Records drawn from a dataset
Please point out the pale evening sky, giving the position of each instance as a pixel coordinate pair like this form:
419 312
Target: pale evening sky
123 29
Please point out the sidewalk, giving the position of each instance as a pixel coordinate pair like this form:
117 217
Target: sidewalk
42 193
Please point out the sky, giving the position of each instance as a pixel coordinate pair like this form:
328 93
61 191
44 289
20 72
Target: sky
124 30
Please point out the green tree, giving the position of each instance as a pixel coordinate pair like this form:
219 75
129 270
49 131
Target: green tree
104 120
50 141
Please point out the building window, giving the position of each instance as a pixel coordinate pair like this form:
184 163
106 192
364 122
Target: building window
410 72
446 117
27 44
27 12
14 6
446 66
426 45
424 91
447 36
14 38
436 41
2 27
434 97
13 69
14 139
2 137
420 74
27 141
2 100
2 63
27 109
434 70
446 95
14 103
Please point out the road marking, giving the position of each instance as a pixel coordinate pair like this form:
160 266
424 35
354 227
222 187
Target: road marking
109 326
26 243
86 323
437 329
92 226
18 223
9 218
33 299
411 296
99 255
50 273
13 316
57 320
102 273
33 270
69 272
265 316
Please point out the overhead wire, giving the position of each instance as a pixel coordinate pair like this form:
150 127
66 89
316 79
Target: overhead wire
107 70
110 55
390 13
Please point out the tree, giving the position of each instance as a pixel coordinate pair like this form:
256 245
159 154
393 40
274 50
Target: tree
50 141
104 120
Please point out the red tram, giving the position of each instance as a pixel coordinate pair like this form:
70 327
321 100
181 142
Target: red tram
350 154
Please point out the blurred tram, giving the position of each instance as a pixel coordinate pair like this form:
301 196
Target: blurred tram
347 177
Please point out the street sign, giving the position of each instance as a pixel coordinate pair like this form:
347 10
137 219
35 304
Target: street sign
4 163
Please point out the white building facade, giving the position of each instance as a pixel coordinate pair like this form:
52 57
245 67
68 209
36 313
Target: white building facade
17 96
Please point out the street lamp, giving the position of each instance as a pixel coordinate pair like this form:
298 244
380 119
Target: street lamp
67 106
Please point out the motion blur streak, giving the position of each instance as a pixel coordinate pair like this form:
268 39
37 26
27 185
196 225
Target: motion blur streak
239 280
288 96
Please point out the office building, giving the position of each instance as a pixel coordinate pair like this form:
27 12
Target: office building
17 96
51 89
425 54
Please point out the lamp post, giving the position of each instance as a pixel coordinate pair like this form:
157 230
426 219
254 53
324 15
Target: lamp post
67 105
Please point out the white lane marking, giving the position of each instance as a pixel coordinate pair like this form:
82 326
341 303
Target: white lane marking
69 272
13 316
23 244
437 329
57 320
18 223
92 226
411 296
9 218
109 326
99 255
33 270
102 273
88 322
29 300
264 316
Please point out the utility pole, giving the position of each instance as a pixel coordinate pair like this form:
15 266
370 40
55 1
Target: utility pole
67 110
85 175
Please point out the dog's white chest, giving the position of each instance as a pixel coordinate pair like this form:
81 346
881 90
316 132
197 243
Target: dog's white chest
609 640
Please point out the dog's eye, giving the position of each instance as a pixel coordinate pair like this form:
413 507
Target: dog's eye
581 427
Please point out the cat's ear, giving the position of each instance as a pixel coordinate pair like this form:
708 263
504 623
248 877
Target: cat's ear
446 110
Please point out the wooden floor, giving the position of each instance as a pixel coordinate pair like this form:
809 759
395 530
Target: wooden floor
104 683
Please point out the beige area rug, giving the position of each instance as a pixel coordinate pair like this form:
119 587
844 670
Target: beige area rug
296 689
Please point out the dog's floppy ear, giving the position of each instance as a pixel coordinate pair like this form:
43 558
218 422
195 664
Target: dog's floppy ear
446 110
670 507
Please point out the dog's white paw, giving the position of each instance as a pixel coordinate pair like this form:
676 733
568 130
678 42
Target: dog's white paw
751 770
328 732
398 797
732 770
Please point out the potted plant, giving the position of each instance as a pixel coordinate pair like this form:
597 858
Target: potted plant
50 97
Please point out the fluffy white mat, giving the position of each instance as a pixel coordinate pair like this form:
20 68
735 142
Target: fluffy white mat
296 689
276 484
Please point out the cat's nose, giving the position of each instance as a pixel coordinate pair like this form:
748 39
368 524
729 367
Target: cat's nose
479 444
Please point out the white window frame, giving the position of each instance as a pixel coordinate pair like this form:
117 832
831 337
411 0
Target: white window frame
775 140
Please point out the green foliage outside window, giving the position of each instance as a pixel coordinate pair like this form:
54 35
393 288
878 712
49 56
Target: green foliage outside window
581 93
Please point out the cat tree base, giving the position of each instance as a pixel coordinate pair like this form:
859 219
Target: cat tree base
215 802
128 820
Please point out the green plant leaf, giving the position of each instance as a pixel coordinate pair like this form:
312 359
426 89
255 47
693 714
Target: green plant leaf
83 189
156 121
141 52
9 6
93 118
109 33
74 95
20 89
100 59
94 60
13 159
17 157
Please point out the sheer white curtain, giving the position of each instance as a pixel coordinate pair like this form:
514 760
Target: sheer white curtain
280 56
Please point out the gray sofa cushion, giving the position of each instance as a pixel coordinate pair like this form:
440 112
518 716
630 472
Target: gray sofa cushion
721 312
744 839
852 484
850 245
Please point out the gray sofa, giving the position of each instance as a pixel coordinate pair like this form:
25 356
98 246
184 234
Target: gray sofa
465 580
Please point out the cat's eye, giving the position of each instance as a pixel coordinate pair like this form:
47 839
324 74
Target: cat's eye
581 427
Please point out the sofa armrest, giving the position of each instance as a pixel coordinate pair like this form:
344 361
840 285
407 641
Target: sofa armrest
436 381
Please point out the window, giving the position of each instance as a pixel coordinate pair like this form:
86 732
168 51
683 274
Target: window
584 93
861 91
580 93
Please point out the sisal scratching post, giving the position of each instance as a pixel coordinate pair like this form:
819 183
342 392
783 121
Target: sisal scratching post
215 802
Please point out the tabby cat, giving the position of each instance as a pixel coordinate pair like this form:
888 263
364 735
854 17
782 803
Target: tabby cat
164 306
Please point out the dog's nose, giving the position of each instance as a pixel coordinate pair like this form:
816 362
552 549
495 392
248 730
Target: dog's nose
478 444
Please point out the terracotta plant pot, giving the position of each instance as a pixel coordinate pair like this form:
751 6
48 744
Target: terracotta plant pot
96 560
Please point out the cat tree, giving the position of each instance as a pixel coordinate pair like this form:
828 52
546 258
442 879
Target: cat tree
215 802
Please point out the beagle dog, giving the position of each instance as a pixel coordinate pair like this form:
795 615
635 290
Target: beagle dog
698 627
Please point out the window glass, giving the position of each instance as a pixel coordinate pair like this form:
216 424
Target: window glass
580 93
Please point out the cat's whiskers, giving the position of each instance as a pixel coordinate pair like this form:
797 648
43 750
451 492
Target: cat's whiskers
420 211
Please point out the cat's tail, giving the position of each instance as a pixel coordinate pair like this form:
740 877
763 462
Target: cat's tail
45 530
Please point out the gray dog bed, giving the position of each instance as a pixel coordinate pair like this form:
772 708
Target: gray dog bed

▸ **Work order**
Produce the entries again, character for character.

▸ **Exercise output**
Please point out the pale evening sky, giving the position of each instance as a pixel coordinate pair like this form:
419 312
Target: pale evening sky
123 29
Please point out the sidewalk, giving the position of each instance as a pixel coordinate pair like this form:
117 217
Target: sidewalk
42 193
Please point out the sky, giving the position of each instance as a pixel coordinate pair like this form:
328 93
61 191
44 289
20 72
Target: sky
124 30
Please point out the green tree, giving the position of each instance as a pixel coordinate pair like this form:
219 75
129 270
49 131
Target: green tree
104 120
50 141
Please point out the building window, giving the position of each instance as a pixel coordinate pair like this form:
184 163
106 192
364 122
Target: building window
410 72
446 117
27 44
27 12
14 6
446 66
426 45
424 91
447 36
14 38
436 41
2 27
434 97
13 69
14 139
2 137
420 74
27 141
2 100
2 63
27 109
434 70
446 95
14 103
Please point out the road marking, giving the position of each instance as a pixel coordinate pair like this form:
160 266
424 35
354 227
222 187
Target: road marking
109 326
26 243
86 323
437 329
92 226
18 223
9 218
33 299
411 296
99 255
50 273
13 316
57 320
102 273
33 270
69 272
265 316
Please point out the overhead wire, giving the position of each instance as a pixel coordinate pair like this form:
150 127
66 89
316 79
Target: overhead wire
107 70
110 55
390 13
Please point out the tree, giving the position of each instance as a pixel coordinate pair like this form:
256 245
159 154
393 40
274 50
Target: tree
50 141
104 120
Please point out the red tram, giving the position of each instance as a pixel coordinate pair like this form:
70 327
321 100
181 142
Target: red tram
350 154
Please point out the blurred tram, giving the position of each instance as a pixel coordinate pair like this form:
301 196
Target: blurred tram
347 177
Please point out the street sign, giving the position of each instance as a pixel coordinate pair like this form:
347 10
137 219
35 304
Target: street sign
4 163
Please point out the white building facade, giving the position of each instance as a pixel coordinate pair like this form:
52 57
245 67
68 209
36 313
Target: white building facade
17 96
Please point out the street lamp, giving the position of each instance as a pixel coordinate pair like this form:
298 244
380 119
Target: street lamp
67 106
Please point out the motion blur streak, giving the position of each instance as a pixel coordinate pair like this form:
268 39
37 26
27 185
196 225
Target: motion blur streak
239 280
288 96
Please point out the office building, giving the position of each instance as a pixel coordinate pair like this form:
27 12
Target: office building
17 96
51 89
425 54
Please point out the lamp post, giving the position of each instance as a pixel coordinate pair like this form:
157 230
426 219
254 53
324 15
Target: lamp post
67 105
Please point out the white lane marking, giving the position of each instance as a pixel coordinate pair like this form:
82 326
341 303
Target: white lane marking
69 272
13 316
23 244
437 329
57 320
18 223
92 226
411 296
9 218
109 326
99 255
33 270
102 273
88 322
29 300
264 316
Please point out the utility pole, giving the position of each instance as a pixel coordinate pair like this form:
15 266
370 40
55 1
Target: utility pole
67 110
85 175
Please point out the dog's white chest, giving the position of each instance as a pixel coordinate pair like this form:
81 346
881 90
316 132
197 243
Target: dog's white chest
609 640
Please point out the dog's eye, giving the position of each instance as a pixel coordinate pair like this form:
413 507
Target: dog's eye
581 427
Please point out the cat's ear, giving the position of each instance as a pixel coordinate pair like this form:
708 263
504 623
248 877
Target: cat's ear
446 110
Please point out the wooden floor, giving the position of each instance as a pixel coordinate pair like this form:
809 759
395 530
Target: wooden floor
104 683
Please point out the beige area rug, giving the position of each instance as a pixel coordinate pair like this form:
119 587
844 670
Target: beige area rug
296 689
Please point out the dog's floppy ear, giving the position of each instance as a pixel coordinate pair like this form:
43 558
218 422
195 664
Target: dog's floppy ear
446 110
670 507
Please point out the dog's white paw, giving the position of each instance as a pixel coordinate pair like this form:
676 733
568 130
678 42
Target: dog's white paw
751 770
328 732
398 797
732 770
Please point out the potted plant, giving the position of each instance as a pixel coordinate pair like this form:
597 858
Target: potted plant
50 97
Please point out the fluffy white mat, giving the position of each instance as a pixel coordinate pair like this form:
20 68
735 142
Target: fluffy white mat
296 689
276 484
Please point out the cat's nose, giving the position of each instance as a pixel coordinate pair like this form:
748 39
368 524
729 367
Target: cat's nose
479 444
Please point out the white window frame, giving the position of each instance as a pixel coordinate pair like this form:
117 832
831 337
411 0
Target: white window frame
775 140
Please point out the green foliage outside window, giving the position of each instance as a pixel coordinate pair like this form:
54 35
393 288
878 712
49 56
Target: green foliage outside window
581 93
Please point out the cat tree base, giving the position of each instance as a pixel coordinate pair like this form:
859 219
Target: cat tree base
215 802
128 820
Please point out the green plant leaf, giving the position of each instance as a pixel coordinate pair like this form:
312 359
426 89
255 47
693 714
Target: green plant leaf
83 189
156 121
141 52
9 6
93 118
109 33
74 95
20 89
100 59
94 60
13 159
17 157
Please point out the sheer white curtain, giving the position of each instance as a pixel coordinate pair like this form:
514 760
Target: sheer white curtain
280 56
Please point out the gray sofa cushion, giving the position of each instance as a pixel coordinate pair like this form:
440 112
518 716
630 472
Target: gray sofa cushion
721 312
744 839
852 484
850 245
Please point out the gray sofa, giving the position of each instance as a pixel coordinate pair like this form:
25 356
98 246
184 234
Target: gray sofa
465 580
Please point out the cat's eye, giving the position of each instance as a pixel coordinate pair like this form:
47 839
324 74
Target: cat's eye
581 427
Please point out the sofa armrest, giving the position of each instance as a pixel coordinate pair like this form:
344 361
840 285
407 641
Target: sofa armrest
436 381
Please point out the window, giving the position of each instance as a pixel coordinate pair like this form:
86 732
168 51
683 274
Target: window
584 93
861 91
580 93
Please point out the sisal scratching post, giving the position of each instance as a pixel coordinate pair like this form:
819 183
342 392
783 121
Target: sisal scratching post
215 802
Please point out the tabby cat, giving the position of each instance as a pixel coordinate pair like this form:
888 263
364 735
854 17
782 803
Target: tabby cat
164 306
Please point out the dog's nose, giving the position of each instance as a pixel coordinate pair like this form:
816 362
552 549
495 392
248 730
Target: dog's nose
478 444
Please point out the terracotta plant pot, giving the position of each instance as a pixel coordinate pair like this form:
751 6
48 744
Target: terracotta plant pot
96 560
Please point out the cat tree, giving the position of each instance as a pixel coordinate pair like this form:
828 52
546 258
442 879
Target: cat tree
215 802
Please point out the beagle dog, giving the position of each instance as a pixel coordinate pair like this form:
795 615
635 290
Target: beagle dog
698 627
Please point out the window glass, giving the position of each instance as a pixel coordinate pair like this form:
216 424
Target: window glass
580 93
Please point out the cat's whiskers, giving the position of each instance as a pixel coordinate pair like this form:
797 648
43 750
451 492
Target: cat's whiskers
420 211
Please point out the cat's tail, giving the position of each instance as a pixel coordinate pair like this form:
740 877
763 462
Target: cat's tail
45 530
Please point out the gray dog bed, giving the position of each instance as a pixel coordinate pair like this form:
772 708
Target: gray dog bed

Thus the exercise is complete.